All of the data that follows should be output again without any alteration.

Extracted material:
=== Section Start ===

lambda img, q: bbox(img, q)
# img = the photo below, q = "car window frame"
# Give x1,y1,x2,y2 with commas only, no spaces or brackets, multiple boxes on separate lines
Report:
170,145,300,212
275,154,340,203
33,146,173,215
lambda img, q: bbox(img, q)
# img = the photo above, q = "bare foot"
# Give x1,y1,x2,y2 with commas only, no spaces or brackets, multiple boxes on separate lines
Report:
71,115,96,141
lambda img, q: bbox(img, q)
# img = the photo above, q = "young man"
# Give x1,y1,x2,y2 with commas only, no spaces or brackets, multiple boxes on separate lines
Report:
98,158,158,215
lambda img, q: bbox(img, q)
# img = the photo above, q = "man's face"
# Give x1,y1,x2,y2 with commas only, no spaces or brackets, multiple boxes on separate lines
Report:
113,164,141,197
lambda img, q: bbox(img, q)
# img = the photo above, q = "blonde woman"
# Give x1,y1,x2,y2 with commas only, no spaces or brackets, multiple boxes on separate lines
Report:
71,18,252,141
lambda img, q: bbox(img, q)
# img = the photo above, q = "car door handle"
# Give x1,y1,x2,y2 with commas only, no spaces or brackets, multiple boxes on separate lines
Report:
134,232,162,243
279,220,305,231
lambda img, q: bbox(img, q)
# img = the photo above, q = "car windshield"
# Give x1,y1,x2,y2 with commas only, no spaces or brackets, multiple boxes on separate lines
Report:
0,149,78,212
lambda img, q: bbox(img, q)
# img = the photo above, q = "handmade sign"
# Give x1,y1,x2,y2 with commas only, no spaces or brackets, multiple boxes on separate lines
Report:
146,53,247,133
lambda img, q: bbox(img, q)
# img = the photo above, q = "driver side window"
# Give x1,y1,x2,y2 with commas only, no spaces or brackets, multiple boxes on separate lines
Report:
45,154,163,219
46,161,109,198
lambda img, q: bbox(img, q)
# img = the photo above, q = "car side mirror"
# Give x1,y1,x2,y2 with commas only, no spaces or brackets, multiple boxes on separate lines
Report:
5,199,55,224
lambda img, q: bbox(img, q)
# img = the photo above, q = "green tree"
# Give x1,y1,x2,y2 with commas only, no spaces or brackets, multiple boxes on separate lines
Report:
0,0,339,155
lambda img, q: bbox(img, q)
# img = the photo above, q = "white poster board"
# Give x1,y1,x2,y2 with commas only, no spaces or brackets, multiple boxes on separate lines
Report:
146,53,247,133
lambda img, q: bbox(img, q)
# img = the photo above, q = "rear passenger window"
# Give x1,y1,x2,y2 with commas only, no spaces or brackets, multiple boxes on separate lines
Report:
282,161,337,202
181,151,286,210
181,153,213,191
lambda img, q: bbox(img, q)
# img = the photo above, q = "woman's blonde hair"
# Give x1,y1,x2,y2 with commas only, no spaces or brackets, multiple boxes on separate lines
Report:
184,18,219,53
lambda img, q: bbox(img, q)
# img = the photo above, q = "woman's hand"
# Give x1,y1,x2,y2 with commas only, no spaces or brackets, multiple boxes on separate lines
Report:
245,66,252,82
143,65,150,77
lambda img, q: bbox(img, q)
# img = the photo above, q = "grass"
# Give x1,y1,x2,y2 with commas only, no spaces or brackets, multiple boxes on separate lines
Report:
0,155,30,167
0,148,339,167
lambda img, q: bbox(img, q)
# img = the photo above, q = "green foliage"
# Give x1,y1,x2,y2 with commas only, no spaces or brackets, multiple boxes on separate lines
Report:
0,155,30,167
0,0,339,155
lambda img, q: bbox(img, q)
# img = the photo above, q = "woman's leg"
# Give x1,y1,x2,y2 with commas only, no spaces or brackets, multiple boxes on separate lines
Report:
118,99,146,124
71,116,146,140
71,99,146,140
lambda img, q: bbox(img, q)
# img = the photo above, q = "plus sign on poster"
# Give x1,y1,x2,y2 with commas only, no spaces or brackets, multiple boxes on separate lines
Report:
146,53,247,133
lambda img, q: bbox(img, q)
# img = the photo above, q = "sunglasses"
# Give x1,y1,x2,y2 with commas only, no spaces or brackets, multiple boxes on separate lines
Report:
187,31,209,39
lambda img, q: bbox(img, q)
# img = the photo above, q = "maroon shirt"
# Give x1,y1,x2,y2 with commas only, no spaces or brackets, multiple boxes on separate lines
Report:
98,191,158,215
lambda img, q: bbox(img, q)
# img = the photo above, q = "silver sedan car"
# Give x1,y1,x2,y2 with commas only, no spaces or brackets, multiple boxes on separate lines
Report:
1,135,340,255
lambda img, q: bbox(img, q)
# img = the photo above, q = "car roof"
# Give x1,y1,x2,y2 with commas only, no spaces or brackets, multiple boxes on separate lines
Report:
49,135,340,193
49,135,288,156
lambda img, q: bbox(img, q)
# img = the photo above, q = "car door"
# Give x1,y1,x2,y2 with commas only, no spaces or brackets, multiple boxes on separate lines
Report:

=== Section End ===

Written response:
lambda img, q: bbox(img, q)
# img = the photo below, q = "car window frame"
# Give x1,y1,x2,y2 with commas only, no spaces or brackets, multiple boxes on separate lines
Report:
170,145,300,212
275,154,340,203
33,146,173,215
lambda img, q: bbox(img, q)
# img = the photo above, q = "bare foot"
# Give x1,y1,x2,y2 with commas only, no spaces or brackets, multiple boxes on separate lines
Report:
71,115,96,141
lambda img, q: bbox(img, q)
# img = the photo above, q = "young man"
# Give x1,y1,x2,y2 with commas only, no spaces or brackets, multiple boxes on separate lines
Report:
98,158,158,215
lambda img, q: bbox(img, q)
# img = the photo above, q = "man's face"
# Give x1,y1,x2,y2 with commas only, no spaces or brackets, multiple boxes on separate lines
Report:
113,164,141,197
lambda img, q: bbox(img, q)
# img = the photo above, q = "blonde woman"
# Give x1,y1,x2,y2 with commas only, no spaces or brackets, multiple boxes on separate lines
Report:
71,18,252,141
lambda img, q: bbox(img, q)
# img = the photo above, q = "car door handle"
# Give x1,y1,x2,y2 with commas only, no spaces or brackets, multiple boxes on separate lines
Report:
134,232,162,243
279,220,305,231
lambda img, q: bbox(img, q)
# img = the photo above, q = "car windshield"
# Give x1,y1,x2,y2 with commas only, no spaces or brackets, multiple boxes on separate lines
Report:
0,149,78,212
lambda img, q: bbox(img, q)
# img = the photo above, q = "handmade sign"
# Give x1,y1,x2,y2 with commas only, no spaces or brackets, multiple boxes on separate lines
Report:
146,53,247,133
lambda img, q: bbox(img, q)
# img = the photo above, q = "driver side window"
# Give x1,y1,x2,y2 with commas only, no spaces or brackets, multiple boxes on separate lines
Report:
45,154,163,219
46,161,109,198
lambda img, q: bbox(img, q)
# img = the photo above, q = "car side mirror"
# Give x1,y1,x2,y2 with commas only, no spaces or brackets, multiple boxes on separate lines
Report:
5,199,55,224
lambda img, q: bbox(img, q)
# img = the photo above, q = "green tree"
# Give x1,y1,x2,y2 with commas only, no spaces or brackets, multiple boxes on separate lines
Report:
0,0,339,155
lambda img, q: bbox(img, q)
# img = the photo above, q = "white poster board"
# Give x1,y1,x2,y2 with commas only, no spaces or brackets, multiple boxes on separate lines
Report:
146,53,247,133
lambda img, q: bbox(img, q)
# img = the photo above, q = "rear passenger window"
# Give x1,y1,x2,y2 with commas only, no spaces or brackets, multiple boxes on separate lines
Report:
282,161,337,202
181,151,286,210
181,153,213,191
lambda img, q: bbox(img, q)
# img = the photo above, q = "woman's blonde hair"
# Give x1,y1,x2,y2 with commas only, no spaces or brackets, multiple boxes on separate lines
Report:
184,18,219,53
lambda img, q: bbox(img, q)
# img = the photo above, q = "woman's hand"
# Give x1,y1,x2,y2 with commas only, no spaces or brackets, multiple boxes on separate lines
Report:
245,66,252,82
143,65,150,77
lambda img, q: bbox(img, q)
# img = the photo above, q = "grass"
# Give x1,y1,x2,y2 with commas only, no spaces or brackets, multiple boxes on separate lines
Report:
0,155,30,167
0,148,339,167
lambda img, q: bbox(img, q)
# img = the photo above, q = "green foliage"
# Give x1,y1,x2,y2 with commas only, no spaces or brackets, multiple boxes on separate lines
Report:
0,155,30,167
0,0,339,155
lambda img, q: bbox(img, q)
# img = the photo above, q = "woman's leg"
# Give x1,y1,x2,y2 with commas only, no spaces or brackets, multiple boxes on separate lines
Report:
118,99,146,124
71,116,146,140
71,99,146,140
lambda img, q: bbox(img, q)
# img = the photo above, q = "plus sign on poster"
# Give x1,y1,x2,y2 with commas only, no spaces or brackets, multiple boxes on separate lines
Report:
146,53,247,133
lambda img, q: bbox(img, q)
# img = the photo above, q = "sunglasses"
# Give x1,y1,x2,y2 with commas only, no spaces or brackets, multiple boxes on separate lines
Report:
187,31,209,39
lambda img, q: bbox(img, q)
# img = the photo above, q = "maroon shirt"
# Give x1,y1,x2,y2 with commas only, no spaces or brackets, multiple boxes on separate lines
Report:
98,191,158,215
lambda img, q: bbox(img, q)
# img = the photo above, q = "silver sedan car"
# Give x1,y1,x2,y2 with commas only, no spaces or brackets, multiple boxes on separate lines
Report:
1,135,340,255
lambda img, q: bbox(img, q)
# img = the photo above, q = "car roof"
# Give x1,y1,x2,y2 with commas only, no spaces or brackets, multiple boxes on separate lines
Report:
49,135,340,193
49,135,288,156
lambda img, q: bbox(img, q)
# img = the photo above, q = "car door"
# Give x1,y1,x2,y2 with commas only, no spaces or brackets, multiple boxes on separate lines
Report:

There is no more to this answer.